Given problem 1
In the passage about Michaela Coel shown below, retype everything from "Ten years ago, I" down to "nationalities, and countries.".
Given problem 2
According to the passage about Michaela Coel below, what would Netflix not give Coel that led her to turn down its offer?

Passage to read
- - - - -

Ten years ago, I could never have conceived of a story this singular about a dark-skinned, Black woman written, directed, and acted by a young woman of West African lineage. The universe of identity I grew up on was one that played to exceptionalism. The perfect Black family, the perfect Black friends, the perfect Black relationships. The ‘90s were full of sitcoms that spoke to humanizing the good in Blackness, painfully clean and devoid of the darker edges of humanity that exist in all races, nationalities, and countries.
This new generation of writers like Michaela Coel and Issa Rae are crafting a more tenuous truth: young, Black people who are allowed to be vain, arrogant, sloppy, over-sexed, under-appreciated and pissed about it. All while being kind and courteous, loving, and motivated. These depictions of the shadows of humanity wearing Black skin are more relevant and necessary now. Especially at a time when Black Lives Matter is a clarion call for the average suburbanite, and countries around the world are examining the ways in which they ignore, support, or endorse the supremacy of all things ‘White.’
So, after painstakingly building this deeply personal universe, Coel is approached by Netflix and offered a deal to the tune of $1 million. But she turns them down. What is the breaking point? Netflix will not give her any percentage of the copyright. Coel’s singular decision to turn them down is a statement on its own. No, it’s not necessarily because Coel is sticking it to the man. This is a far more subtle statement that some may miss entirely.
Black stories have not always been owned by Black people. Commercialized versions of Blackness have been contorted throughout history for the purpose of selling more advertising spots. The focus has always been on creating the right tone for merchandising, the right look for a major sponsorship deal. The images of Aunt Jemima and Uncle Brown, which harken back to a time of Mammies and Uncle Toms, were depictions protected by Intellectual Property and created to appease a racialized society. For a long time, the portrayal of Black humanity was controlled by the people holding the rights and, by extension, the purse strings. Saying ‘No’ to that Netflix deal was rejecting a heritage of disenfranchised Black creatives.

- - - - -

Records supplied
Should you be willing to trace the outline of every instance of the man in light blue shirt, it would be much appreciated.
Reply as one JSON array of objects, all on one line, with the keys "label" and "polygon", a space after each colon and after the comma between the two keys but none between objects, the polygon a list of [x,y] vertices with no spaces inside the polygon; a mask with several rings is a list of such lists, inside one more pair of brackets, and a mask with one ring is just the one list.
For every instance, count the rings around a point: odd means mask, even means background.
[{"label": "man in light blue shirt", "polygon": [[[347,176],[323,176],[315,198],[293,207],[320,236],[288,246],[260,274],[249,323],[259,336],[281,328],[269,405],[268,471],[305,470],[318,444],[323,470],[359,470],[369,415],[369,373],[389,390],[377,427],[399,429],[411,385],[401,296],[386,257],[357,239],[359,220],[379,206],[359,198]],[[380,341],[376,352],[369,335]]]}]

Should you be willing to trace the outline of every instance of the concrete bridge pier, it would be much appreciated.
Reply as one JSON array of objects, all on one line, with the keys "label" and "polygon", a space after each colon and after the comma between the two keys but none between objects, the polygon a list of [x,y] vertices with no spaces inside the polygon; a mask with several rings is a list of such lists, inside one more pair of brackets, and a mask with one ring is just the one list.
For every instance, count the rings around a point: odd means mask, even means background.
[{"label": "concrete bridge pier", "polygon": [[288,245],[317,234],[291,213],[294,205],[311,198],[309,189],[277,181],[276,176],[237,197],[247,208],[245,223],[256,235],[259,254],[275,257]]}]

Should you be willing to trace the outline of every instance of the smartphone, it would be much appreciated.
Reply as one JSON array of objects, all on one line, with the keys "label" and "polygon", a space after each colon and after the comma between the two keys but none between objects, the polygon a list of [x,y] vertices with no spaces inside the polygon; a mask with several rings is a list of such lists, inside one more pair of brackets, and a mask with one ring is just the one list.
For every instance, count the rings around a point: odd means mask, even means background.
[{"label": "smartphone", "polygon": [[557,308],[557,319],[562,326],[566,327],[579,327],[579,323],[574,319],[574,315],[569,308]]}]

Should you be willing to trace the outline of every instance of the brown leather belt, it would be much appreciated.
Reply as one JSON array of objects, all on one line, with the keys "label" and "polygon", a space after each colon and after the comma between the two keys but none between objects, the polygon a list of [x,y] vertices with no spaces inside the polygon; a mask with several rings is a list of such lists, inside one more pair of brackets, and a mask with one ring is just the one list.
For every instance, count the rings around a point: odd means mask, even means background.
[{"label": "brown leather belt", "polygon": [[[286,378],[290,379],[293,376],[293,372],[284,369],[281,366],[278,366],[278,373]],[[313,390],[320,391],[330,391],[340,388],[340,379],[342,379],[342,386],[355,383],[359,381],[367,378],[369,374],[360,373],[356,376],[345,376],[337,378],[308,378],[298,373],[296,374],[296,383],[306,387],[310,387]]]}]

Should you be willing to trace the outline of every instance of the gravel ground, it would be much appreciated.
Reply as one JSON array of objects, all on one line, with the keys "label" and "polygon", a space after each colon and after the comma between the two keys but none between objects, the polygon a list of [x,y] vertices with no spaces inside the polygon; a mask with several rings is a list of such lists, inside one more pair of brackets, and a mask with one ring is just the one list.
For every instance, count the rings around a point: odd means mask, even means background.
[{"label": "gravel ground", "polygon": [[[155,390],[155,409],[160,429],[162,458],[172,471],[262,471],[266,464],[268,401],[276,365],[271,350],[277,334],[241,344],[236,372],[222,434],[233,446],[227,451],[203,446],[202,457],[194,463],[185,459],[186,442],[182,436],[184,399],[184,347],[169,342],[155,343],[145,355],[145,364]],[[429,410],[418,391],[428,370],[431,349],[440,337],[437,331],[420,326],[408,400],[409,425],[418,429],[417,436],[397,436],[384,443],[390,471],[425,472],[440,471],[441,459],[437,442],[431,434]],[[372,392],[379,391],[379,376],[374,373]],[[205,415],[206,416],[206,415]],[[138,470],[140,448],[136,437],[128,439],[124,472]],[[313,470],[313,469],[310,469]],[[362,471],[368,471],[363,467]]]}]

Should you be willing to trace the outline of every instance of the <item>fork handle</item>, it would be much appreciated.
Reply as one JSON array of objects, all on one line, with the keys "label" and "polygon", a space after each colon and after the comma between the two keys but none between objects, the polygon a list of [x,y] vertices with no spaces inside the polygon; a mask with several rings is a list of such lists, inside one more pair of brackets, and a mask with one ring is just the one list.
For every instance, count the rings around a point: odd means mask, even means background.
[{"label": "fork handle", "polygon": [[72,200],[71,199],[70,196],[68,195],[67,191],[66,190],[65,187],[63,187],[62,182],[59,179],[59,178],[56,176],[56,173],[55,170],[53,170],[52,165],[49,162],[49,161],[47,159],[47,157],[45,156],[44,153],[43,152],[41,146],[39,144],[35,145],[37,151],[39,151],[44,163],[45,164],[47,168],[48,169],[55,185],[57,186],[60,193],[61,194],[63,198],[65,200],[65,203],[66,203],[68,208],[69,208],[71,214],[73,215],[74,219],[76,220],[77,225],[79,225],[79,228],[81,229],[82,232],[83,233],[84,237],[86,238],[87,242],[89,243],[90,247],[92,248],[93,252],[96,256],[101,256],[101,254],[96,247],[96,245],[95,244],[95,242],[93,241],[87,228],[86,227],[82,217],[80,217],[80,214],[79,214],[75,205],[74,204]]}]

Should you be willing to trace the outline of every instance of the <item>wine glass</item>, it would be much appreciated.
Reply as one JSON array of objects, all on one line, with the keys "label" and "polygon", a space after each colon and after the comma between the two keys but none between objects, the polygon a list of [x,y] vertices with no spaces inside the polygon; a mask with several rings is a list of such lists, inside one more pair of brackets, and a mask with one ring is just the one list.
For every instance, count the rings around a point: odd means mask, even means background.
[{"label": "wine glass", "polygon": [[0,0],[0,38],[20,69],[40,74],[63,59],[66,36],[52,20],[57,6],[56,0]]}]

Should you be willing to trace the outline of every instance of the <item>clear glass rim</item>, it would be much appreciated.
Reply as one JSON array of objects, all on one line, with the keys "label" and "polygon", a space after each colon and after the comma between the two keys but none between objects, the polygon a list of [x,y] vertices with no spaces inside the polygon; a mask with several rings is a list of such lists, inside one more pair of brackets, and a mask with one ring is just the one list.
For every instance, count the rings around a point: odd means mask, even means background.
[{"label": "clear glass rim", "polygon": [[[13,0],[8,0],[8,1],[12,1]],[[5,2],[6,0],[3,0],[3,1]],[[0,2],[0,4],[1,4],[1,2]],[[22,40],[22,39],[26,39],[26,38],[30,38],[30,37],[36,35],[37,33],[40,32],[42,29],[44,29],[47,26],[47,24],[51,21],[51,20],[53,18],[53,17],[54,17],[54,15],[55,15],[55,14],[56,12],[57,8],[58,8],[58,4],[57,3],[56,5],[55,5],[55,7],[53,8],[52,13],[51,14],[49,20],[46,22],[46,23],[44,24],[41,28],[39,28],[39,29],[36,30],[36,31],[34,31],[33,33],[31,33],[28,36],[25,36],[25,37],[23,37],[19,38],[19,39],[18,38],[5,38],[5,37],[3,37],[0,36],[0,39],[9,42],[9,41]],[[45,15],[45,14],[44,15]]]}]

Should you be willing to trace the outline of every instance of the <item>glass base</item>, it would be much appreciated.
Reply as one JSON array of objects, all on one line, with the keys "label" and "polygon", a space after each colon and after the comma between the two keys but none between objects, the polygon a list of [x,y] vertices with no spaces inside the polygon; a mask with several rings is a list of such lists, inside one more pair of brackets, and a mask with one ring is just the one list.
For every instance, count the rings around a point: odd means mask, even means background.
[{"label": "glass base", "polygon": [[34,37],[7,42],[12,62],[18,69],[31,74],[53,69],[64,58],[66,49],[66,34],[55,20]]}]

- - - - -

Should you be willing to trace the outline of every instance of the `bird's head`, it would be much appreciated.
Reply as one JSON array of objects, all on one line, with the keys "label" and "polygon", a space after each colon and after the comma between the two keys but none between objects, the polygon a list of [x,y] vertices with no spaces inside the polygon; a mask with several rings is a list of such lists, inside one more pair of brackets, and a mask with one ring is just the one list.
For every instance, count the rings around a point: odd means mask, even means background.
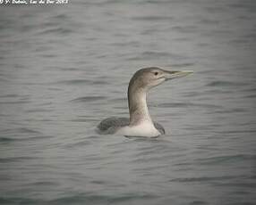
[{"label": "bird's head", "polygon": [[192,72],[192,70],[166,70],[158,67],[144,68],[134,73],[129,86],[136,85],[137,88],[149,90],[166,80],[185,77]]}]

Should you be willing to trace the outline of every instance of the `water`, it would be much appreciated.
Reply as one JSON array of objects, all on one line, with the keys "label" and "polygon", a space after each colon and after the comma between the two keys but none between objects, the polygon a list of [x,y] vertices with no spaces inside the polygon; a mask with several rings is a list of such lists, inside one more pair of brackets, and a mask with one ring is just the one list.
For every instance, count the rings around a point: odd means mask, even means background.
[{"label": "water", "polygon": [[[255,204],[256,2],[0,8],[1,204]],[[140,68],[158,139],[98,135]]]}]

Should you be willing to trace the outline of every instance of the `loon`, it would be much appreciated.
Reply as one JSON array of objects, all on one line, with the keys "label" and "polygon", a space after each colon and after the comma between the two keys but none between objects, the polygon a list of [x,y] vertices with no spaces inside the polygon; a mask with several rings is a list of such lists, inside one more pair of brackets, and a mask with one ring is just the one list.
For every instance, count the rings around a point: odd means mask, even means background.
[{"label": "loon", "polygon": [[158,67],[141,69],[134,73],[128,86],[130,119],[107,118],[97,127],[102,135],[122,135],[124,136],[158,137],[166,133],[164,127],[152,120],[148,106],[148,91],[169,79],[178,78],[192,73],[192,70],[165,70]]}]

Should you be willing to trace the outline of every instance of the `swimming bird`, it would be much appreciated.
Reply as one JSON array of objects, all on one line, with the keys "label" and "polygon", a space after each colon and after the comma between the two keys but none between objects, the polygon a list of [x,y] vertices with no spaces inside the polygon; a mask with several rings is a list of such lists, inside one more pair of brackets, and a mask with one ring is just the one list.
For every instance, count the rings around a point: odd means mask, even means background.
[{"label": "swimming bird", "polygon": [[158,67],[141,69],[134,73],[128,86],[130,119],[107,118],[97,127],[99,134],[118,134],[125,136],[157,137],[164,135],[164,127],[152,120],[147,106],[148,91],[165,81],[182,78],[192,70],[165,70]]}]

- - - - -

Task output 1
Ten years ago, I could never have conceived of a story this singular about a dark-skinned, Black woman written, directed, and acted by a young woman of West African lineage. The universe of identity I grew up on was one that played to exceptionalism. The perfect Black family, the perfect Black friends, the perfect Black relationships. The ‘90s were full of sitcoms that spoke to humanizing the good in Blackness, painfully clean and devoid of the darker edges of humanity that exist in all races, nationalities, and countries.

Task output 2
Any percentage of the copyright.